··· Given records

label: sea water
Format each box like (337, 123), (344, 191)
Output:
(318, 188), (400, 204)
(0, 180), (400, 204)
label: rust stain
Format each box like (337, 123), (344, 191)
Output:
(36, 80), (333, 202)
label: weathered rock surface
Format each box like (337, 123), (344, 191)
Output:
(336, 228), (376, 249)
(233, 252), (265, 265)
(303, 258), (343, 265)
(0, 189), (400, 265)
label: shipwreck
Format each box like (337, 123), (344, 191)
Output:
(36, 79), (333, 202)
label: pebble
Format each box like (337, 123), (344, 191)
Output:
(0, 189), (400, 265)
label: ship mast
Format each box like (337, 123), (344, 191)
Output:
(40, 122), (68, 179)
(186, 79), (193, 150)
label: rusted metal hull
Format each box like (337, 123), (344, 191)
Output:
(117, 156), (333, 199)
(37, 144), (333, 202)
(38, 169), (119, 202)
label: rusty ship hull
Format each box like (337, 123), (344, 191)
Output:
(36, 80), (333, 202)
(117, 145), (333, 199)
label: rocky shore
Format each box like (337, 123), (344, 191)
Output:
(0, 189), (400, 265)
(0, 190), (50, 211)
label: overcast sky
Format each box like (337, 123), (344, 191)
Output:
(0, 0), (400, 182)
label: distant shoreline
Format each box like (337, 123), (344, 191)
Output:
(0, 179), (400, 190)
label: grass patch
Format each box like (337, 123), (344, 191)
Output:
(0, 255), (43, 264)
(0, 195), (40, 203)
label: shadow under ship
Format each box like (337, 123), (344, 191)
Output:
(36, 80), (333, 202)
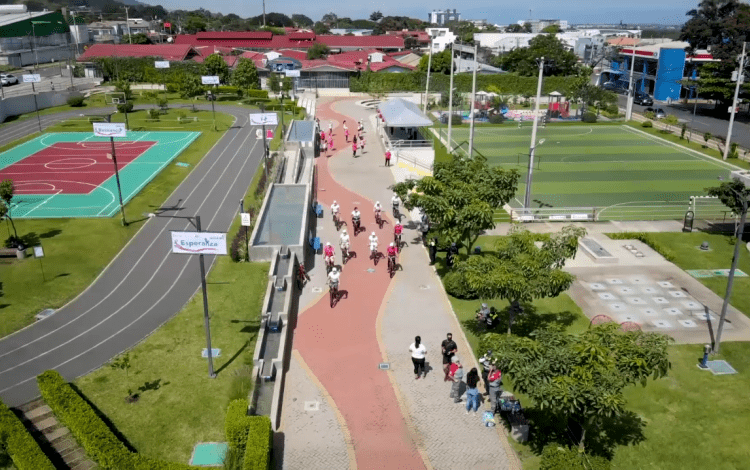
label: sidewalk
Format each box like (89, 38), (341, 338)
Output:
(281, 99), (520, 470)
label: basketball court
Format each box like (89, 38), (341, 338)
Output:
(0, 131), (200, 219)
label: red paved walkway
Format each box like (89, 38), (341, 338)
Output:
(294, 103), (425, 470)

······

Task directions — Update the items above by replacing "Format each box like" with "Write each box as" wherever it appears and changing nothing else. Leave the pictures out of your answer.

Solution to the problem —
label: sea water
Write each box as (337, 123), (344, 191)
Output:
(318, 188), (400, 204)
(0, 180), (400, 204)
label: rust stain
Write each box as (337, 123), (344, 191)
Output:
(36, 80), (333, 202)
label: weathered rock surface
Write each box as (337, 123), (344, 191)
Output:
(336, 228), (376, 249)
(233, 252), (265, 265)
(303, 258), (343, 265)
(0, 189), (400, 265)
label: shipwreck
Write each box as (337, 123), (344, 191)
Output:
(36, 79), (333, 202)
label: pebble
Write each box as (337, 123), (344, 191)
Output:
(0, 189), (400, 265)
label: ship mast
Write each box as (337, 123), (344, 191)
Output:
(40, 122), (68, 179)
(186, 79), (193, 150)
label: rusted metal hull
Write each box as (337, 123), (344, 191)
Output:
(117, 156), (333, 199)
(37, 144), (333, 202)
(38, 169), (119, 202)
label: rusty ship hull
Write each box as (337, 123), (344, 191)
Output:
(36, 80), (333, 202)
(117, 145), (333, 199)
label: rocky shore
Write each box as (337, 123), (344, 191)
Output:
(0, 189), (400, 265)
(0, 190), (50, 211)
label: overcast sky
Write each box as (337, 123), (344, 191)
Output:
(0, 0), (400, 182)
label: distant shoreline
Write each box as (337, 123), (344, 191)
Output:
(0, 179), (400, 190)
label: grass patch
Write each box as (337, 123), (344, 191)
Output:
(0, 255), (43, 264)
(0, 195), (40, 203)
label: shadow under ship
Write each box as (337, 123), (344, 191)
Output:
(36, 80), (333, 202)
label: sidewalk
Write each box as (89, 38), (341, 338)
Output:
(281, 99), (520, 470)
label: basketball court
Write each box as (89, 38), (341, 338)
Output:
(0, 131), (200, 219)
label: red paved walkway
Write each box as (89, 38), (341, 338)
Output:
(294, 103), (425, 470)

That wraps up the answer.